### About this task
In your copy, repeat the records exactly and leave out the pictures.

Records excerpted from a collection:

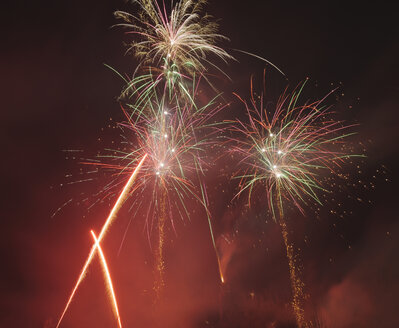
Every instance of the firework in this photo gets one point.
(181, 40)
(118, 204)
(175, 140)
(285, 152)
(108, 278)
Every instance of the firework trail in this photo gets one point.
(182, 39)
(118, 204)
(108, 278)
(176, 142)
(285, 153)
(174, 47)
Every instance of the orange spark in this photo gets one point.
(121, 199)
(108, 277)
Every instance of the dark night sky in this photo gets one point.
(57, 94)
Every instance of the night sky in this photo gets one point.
(57, 95)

### Exercise output
Every instance of the firework in this photo gets one point.
(181, 40)
(118, 204)
(175, 140)
(285, 152)
(108, 278)
Every instance of the firework trail in this photo gets one point.
(182, 39)
(118, 204)
(108, 278)
(176, 142)
(285, 153)
(174, 47)
Every instance of the orange spark in this photo gets one point.
(121, 199)
(108, 277)
Every instance of the dark night sky in this photo gets one point.
(57, 94)
Every instance of the night sky in this photo gets one point.
(57, 95)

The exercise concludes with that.